● Source document
++++++++++

I also lived in the Lower East Side projects of Manhattan after graduation: my grandpa had died, and there was an extra mattress in my grandmother’s room. I shared a bedroom with my grandma, and that was a very interesting experience. During Hurricane Sandy, we had to evacuate and she refused, and I remember being stuck for three days without heat, running water, and electricity. My grandma and I took turns peeing in an ice cream bucket. It was hilarious and gross. That’s how I left NYC in 2012, and then I came back in 2018 to promote the memoir.
I think NYC hates me unfortunately. In November 2018, when I went to promote my book, my Airbnb reservation had been cancelled last minute. My flight was delayed. I couldn’t find the radio station for my interview. There was a blizzard, so the reading got moved and no one came. I guess I would say that NYC taught me to be able to write anywhere, in any situation.
MB: That reminds me of the saying that went around our nonfiction program—and probably elsewhere in the writing industry—which was something like, “The more tortuous the life, the better the memoir.” Would you agree?
LW: Oh, my God! Yes! Most of the hard work, struggles and misfortunes made it into the memoir, and I think I will have enough to write another one when I turn seventy. A calm, happy, peaceful life is boring and no one wants to read about that. Then again, having too much excitement leads to insomnia, TMJ issues, bad posture, and wrinkles. You’ll have a great memoir but look like shit! This year was horrible in terms of aging. I went to Hong Kong in March and tried five different kinds of anti-wrinkle cream. I’ll let you know what works!
MB: Good Lord, you do not need to try any anti-wrinkle creams!
I once had an advisor for teaching writing who said she simply couldn’t write on the days she taught because, and I’m paraphrasing what she said: “As a teacher, I can’t be as stupid as I need to be as a writer!” I took that to mean: as a teacher, she needed to have a sense of authority; as a writer, she needed that authority to break down, so she could discover a story. Do you feel like you need to have a sense of authority, during your writing process?

++++++++++

● Directives
a) Duplicate the passage of the interview excerpt between "MB: Good Lord, you" and "your writing process?", inclusive.
b) Summarize the interview excerpt in two sentences.
c) According to the interview excerpt, for how long were LW and her grandmother stuck without heat, running water, and electricity during Hurricane Sandy?
The listing that follows comes from a separate source.

● Supplied information
++++++++++

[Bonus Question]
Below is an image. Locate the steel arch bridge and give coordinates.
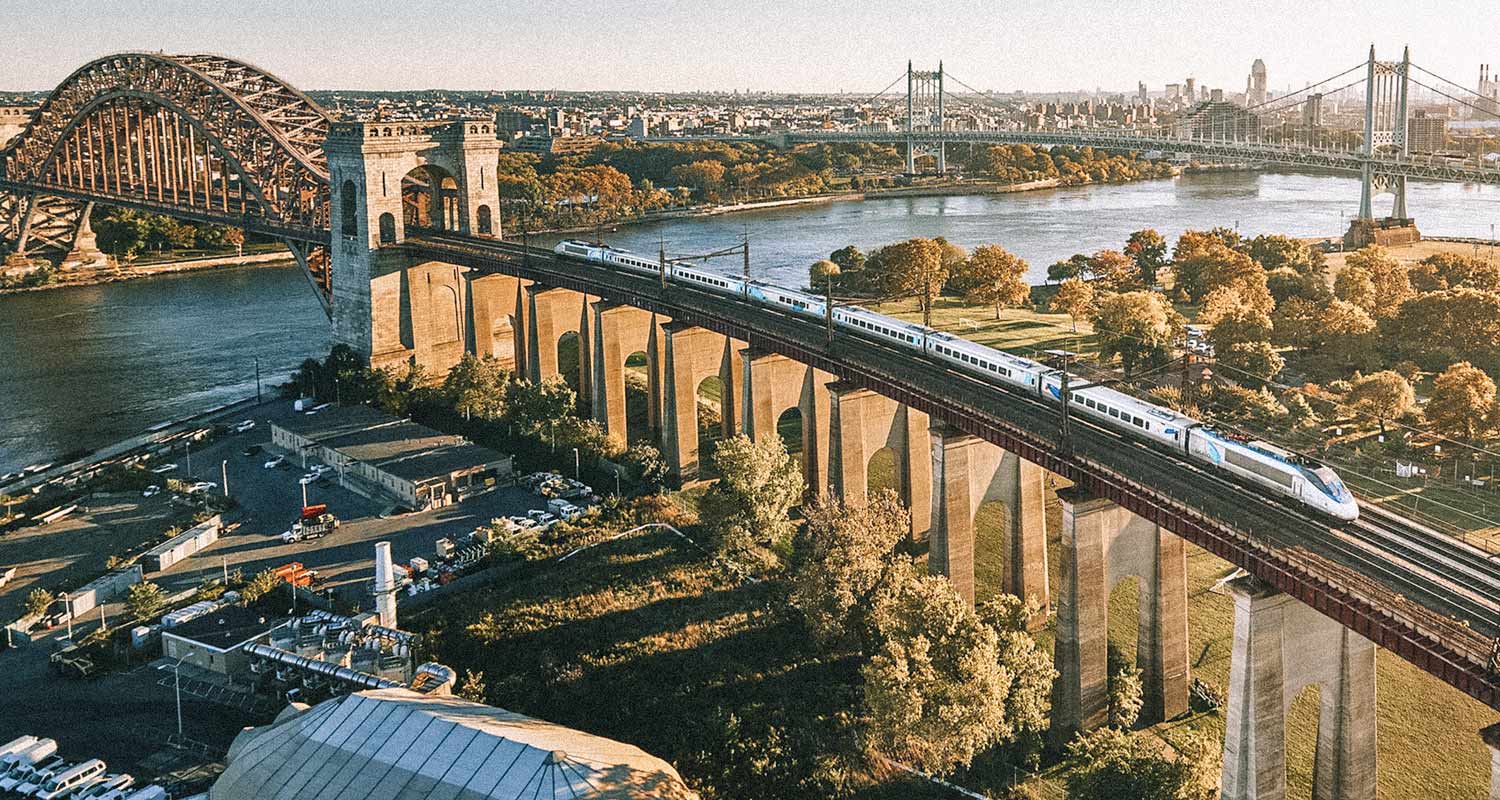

++++++++++

● Outputs
a)
MB: Good Lord, you do not need to try any anti-wrinkle creams!
I once had an advisor for teaching writing who said she simply couldn’t write on the days she taught because, and I’m paraphrasing what she said: “As a teacher, I can’t be as stupid as I need to be as a writer!” I took that to mean: as a teacher, she needed to have a sense of authority; as a writer, she needed that authority to break down, so she could discover a story. Do you feel like you need to have a sense of authority, during your writing process?

b) After graduation, LW lived with her grandmother in the Lower East Side projects and was stuck for three days without heat, running water, or electricity during Hurricane Sandy, then left NYC in 2012 and returned in 2018 to promote her memoir amid a cancelled Airbnb, a delayed flight, and a blizzard. Asked whether a more tortuous life makes a better memoir, she agrees, saying most of her struggles and misfortunes made it into the book.

c) Three days.